[[ Excerpt open ]]
Lots of jobs are soul-crushing, of that there is no doubt. I worked at several, but when you're in a place like that, it's important not to give your all to it, save some energy for yourself. What's the point of giving your all to make someone else rich. They won't thank you for it, they'll lay you off. I read a terrific quote from some silicone valley CEO about a decade ago. He said, "Commitment starts at 100 hours per week." You don't have to be a rocket scientist to understand why he would want all his employees to think that.

This seems very much like a first-world problem to me. When my father immigrated to Canada post-WW2, as a machinist, the idea that his job would be the be-all and end-all of his life would have struck him as insane. I agree with him. There's your life, and there's your job. Some lucky few manage to merge the two, the vast majority compromise.

Dwight Parker said...

I have never considered myself an artist. I am a geek and enjoy my career of computer and end-user support. I have always been intrigued by human invention,any machine, be it computer, camera, or car and I have striven to take it apart, understand what makes it tick, and put it back together from when I was a young boy.... I stumbled into my career, but that's another boring story I won't waste your time with but I really can't think of anything I would enjoy more.... I don't make a lot of money, but am fortunate enough to work a job that will provide retirement pay which along with social security, will keep me from starving...oh yeah, back to my first sentence. I do like taking photos (and admire the technology of cameras) and I like reading about people like you even though I could never be you.....

Anonymous said...
[[ Excerpt closed ]]
[[ Stored data open ]]
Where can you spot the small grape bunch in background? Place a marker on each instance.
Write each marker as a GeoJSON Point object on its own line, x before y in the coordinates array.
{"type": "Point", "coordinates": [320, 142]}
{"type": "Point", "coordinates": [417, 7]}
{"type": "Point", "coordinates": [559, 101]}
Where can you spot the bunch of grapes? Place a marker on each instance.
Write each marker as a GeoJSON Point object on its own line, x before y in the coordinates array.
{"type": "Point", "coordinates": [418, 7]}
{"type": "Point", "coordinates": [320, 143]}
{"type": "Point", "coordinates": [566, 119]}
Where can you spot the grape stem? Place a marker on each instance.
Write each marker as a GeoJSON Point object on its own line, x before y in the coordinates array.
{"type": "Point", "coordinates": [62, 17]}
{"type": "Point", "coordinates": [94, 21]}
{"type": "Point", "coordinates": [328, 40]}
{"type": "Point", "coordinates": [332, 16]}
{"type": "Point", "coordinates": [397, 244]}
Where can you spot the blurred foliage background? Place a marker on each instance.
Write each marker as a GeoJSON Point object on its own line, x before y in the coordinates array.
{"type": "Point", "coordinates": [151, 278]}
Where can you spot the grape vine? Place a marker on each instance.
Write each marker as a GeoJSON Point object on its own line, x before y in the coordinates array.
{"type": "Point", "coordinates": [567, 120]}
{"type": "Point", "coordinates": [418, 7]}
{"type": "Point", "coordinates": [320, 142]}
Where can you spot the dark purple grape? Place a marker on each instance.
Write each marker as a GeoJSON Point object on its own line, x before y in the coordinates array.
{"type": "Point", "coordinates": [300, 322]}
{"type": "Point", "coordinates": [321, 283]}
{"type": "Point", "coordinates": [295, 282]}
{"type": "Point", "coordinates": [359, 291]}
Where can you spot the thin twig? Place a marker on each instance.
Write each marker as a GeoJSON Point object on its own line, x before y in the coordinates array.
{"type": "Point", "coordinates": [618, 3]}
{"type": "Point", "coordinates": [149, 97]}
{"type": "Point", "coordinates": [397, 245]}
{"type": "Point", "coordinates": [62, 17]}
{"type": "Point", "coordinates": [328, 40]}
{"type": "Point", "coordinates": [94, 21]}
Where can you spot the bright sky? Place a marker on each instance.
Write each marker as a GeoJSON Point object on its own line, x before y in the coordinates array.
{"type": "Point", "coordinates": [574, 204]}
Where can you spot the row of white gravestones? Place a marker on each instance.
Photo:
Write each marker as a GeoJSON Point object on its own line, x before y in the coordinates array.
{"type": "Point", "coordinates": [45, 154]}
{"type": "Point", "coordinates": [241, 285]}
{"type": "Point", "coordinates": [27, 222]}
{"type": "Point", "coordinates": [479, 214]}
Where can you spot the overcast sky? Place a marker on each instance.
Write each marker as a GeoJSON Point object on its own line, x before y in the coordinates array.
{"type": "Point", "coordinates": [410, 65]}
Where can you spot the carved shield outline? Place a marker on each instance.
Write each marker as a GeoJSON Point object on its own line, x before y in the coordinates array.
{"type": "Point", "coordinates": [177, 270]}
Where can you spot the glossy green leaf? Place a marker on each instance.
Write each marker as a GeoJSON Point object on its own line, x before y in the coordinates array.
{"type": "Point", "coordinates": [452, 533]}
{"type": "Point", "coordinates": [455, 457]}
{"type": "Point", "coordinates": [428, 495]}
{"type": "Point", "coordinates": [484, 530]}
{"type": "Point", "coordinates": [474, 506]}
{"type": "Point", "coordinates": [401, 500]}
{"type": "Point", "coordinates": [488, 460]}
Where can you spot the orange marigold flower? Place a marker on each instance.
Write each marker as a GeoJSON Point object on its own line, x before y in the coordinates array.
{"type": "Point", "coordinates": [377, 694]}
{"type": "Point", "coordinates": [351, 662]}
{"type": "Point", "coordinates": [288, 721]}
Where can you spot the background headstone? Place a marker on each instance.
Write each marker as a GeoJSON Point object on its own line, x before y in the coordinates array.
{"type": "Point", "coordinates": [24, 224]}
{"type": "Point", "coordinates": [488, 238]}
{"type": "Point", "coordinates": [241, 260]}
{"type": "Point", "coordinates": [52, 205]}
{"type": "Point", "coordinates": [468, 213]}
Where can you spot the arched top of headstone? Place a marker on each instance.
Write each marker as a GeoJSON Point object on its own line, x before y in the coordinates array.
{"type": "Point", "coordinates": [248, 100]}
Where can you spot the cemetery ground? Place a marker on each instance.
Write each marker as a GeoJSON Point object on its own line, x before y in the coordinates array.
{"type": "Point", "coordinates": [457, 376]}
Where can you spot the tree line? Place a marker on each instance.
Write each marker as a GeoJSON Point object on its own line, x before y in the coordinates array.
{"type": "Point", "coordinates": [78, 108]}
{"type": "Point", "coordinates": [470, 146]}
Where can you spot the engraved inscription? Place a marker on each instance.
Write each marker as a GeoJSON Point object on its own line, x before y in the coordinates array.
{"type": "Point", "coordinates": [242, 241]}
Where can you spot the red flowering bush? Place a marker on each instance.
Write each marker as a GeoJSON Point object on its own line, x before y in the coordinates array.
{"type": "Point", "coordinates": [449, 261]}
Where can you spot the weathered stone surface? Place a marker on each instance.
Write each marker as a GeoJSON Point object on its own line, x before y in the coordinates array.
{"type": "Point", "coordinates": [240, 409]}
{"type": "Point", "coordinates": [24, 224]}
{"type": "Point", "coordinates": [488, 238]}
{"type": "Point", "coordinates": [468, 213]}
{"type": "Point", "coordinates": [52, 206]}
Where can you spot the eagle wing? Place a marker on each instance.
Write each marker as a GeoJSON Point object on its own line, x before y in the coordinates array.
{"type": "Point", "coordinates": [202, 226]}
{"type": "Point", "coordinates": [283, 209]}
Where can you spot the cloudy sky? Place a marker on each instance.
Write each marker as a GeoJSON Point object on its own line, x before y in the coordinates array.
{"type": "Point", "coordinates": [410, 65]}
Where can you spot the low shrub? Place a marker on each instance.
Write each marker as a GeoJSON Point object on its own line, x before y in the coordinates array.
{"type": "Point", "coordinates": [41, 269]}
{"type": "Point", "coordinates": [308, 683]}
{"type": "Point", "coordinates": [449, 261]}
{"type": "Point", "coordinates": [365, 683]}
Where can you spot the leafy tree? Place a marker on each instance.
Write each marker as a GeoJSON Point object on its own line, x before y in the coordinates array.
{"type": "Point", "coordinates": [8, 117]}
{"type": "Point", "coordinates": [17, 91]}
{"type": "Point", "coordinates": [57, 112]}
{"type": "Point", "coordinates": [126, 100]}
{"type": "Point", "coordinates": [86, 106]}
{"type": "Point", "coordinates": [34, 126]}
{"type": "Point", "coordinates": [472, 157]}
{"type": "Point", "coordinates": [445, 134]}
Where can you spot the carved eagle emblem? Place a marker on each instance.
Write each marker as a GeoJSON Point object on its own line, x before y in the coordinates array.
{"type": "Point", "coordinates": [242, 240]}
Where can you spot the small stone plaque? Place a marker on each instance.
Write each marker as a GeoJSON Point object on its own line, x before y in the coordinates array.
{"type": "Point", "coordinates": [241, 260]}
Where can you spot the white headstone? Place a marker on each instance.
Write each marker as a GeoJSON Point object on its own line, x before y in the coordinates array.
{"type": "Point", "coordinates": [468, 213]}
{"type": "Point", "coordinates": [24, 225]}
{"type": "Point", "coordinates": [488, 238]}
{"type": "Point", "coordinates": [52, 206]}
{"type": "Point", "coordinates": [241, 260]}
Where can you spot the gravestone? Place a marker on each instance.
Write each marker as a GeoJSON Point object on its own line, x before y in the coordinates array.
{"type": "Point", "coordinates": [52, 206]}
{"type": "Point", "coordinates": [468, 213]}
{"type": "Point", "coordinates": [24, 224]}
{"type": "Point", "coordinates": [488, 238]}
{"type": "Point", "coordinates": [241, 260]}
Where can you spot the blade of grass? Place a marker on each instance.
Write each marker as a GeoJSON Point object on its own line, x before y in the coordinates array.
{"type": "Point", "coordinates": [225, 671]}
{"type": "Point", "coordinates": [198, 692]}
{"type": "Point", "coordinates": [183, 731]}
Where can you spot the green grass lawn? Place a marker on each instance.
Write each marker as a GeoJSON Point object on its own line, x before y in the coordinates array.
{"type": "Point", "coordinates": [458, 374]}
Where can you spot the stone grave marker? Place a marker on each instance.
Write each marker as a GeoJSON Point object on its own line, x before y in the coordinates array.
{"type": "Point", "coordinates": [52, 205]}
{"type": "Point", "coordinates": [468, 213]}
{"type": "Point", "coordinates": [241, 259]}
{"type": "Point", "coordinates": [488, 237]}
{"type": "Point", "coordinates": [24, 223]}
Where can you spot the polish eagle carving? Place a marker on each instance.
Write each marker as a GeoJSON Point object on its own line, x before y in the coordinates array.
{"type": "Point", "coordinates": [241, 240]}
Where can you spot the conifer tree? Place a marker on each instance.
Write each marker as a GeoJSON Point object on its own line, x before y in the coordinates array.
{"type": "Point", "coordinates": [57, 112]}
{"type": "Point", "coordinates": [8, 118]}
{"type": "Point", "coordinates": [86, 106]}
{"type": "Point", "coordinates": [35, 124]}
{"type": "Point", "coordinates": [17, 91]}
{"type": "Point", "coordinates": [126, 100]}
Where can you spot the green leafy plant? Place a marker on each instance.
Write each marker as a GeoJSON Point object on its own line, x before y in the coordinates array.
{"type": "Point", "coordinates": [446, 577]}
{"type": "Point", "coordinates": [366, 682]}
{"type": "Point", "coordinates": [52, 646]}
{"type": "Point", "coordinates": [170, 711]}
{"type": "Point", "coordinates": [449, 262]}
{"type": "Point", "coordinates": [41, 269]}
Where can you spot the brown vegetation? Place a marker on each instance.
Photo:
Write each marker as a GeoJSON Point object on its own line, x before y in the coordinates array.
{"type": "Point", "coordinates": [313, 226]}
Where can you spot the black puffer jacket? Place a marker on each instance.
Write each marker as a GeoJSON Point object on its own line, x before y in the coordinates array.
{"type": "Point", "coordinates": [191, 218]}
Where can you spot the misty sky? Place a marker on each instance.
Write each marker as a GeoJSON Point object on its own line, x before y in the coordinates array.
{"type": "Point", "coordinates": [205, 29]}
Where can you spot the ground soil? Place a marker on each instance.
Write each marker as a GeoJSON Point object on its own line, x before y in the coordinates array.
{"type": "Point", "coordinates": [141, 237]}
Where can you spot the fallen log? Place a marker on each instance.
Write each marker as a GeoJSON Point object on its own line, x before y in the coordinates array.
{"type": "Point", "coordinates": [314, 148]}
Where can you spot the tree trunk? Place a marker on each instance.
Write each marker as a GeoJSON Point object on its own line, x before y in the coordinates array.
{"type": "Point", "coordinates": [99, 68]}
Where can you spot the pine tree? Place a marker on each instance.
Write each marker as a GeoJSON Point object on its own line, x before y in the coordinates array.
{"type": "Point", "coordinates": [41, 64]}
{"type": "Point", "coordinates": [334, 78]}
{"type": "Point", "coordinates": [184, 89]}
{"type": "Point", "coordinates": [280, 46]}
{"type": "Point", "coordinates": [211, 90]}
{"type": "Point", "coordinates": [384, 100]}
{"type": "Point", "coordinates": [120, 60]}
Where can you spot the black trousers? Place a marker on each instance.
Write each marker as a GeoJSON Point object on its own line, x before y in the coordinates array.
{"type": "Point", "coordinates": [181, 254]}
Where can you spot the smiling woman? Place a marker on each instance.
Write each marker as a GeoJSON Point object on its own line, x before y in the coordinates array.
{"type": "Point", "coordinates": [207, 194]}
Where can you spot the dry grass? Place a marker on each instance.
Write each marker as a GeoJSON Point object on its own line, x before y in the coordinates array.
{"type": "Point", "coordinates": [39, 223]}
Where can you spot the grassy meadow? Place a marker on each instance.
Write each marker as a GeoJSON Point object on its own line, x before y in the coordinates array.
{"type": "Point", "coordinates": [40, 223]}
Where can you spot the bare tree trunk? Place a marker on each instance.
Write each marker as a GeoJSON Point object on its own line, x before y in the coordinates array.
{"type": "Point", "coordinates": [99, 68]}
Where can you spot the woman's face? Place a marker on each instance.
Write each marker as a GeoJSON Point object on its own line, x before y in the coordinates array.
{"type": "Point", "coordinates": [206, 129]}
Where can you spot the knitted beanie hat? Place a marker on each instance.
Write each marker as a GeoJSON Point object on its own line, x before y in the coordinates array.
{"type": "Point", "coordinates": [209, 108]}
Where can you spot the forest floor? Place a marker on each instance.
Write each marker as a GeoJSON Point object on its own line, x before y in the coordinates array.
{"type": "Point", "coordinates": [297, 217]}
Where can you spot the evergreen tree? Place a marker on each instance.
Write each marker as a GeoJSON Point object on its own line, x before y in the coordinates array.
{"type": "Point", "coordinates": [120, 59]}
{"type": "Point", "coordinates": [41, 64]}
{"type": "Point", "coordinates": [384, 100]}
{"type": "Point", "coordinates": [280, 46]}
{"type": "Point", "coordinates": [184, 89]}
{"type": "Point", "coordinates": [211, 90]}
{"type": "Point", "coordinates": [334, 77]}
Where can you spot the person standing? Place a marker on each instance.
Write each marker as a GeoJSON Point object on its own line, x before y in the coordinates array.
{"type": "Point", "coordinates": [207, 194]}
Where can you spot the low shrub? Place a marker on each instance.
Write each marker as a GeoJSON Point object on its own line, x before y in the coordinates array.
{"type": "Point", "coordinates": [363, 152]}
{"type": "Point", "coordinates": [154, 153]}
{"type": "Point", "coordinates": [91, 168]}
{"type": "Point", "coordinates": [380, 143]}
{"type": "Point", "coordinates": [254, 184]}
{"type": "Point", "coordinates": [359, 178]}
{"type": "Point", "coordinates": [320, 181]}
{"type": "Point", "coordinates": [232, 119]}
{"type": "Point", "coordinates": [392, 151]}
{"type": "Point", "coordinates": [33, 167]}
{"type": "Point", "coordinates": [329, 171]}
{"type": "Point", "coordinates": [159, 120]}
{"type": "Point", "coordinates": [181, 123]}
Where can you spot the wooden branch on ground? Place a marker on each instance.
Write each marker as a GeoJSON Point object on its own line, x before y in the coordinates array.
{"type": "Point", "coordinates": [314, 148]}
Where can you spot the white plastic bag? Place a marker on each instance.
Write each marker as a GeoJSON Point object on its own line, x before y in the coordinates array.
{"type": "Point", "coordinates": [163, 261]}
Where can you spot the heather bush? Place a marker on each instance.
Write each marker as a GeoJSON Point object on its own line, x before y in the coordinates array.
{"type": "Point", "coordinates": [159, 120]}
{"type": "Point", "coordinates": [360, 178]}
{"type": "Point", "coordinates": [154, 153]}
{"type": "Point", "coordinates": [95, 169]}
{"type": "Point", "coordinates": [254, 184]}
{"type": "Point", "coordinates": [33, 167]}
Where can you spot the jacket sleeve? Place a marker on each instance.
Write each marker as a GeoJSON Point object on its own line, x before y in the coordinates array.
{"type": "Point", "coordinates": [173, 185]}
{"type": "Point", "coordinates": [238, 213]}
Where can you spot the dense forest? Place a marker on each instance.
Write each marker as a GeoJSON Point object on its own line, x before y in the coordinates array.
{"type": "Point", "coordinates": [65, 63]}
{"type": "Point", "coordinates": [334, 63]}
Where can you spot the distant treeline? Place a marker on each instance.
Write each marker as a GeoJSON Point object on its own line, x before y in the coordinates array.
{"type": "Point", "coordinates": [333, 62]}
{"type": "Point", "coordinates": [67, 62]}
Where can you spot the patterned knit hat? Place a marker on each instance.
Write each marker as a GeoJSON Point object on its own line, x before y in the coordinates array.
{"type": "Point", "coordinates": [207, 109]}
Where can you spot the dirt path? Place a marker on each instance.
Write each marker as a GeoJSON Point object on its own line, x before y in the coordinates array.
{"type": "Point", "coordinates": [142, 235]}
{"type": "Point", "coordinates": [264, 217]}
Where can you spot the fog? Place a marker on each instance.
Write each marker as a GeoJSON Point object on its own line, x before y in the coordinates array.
[[ Stored data closed ]]
Problem details
Could you repeat, word for word, the stretch of the passage on jobs from "Lots of jobs" through "to think that."? The lines come from a different source than the passage on jobs.

Result below
Lots of jobs are soul-crushing, of that there is no doubt. I worked at several, but when you're in a place like that, it's important not to give your all to it, save some energy for yourself. What's the point of giving your all to make someone else rich. They won't thank you for it, they'll lay you off. I read a terrific quote from some silicone valley CEO about a decade ago. He said, "Commitment starts at 100 hours per week." You don't have to be a rocket scientist to understand why he would want all his employees to think that.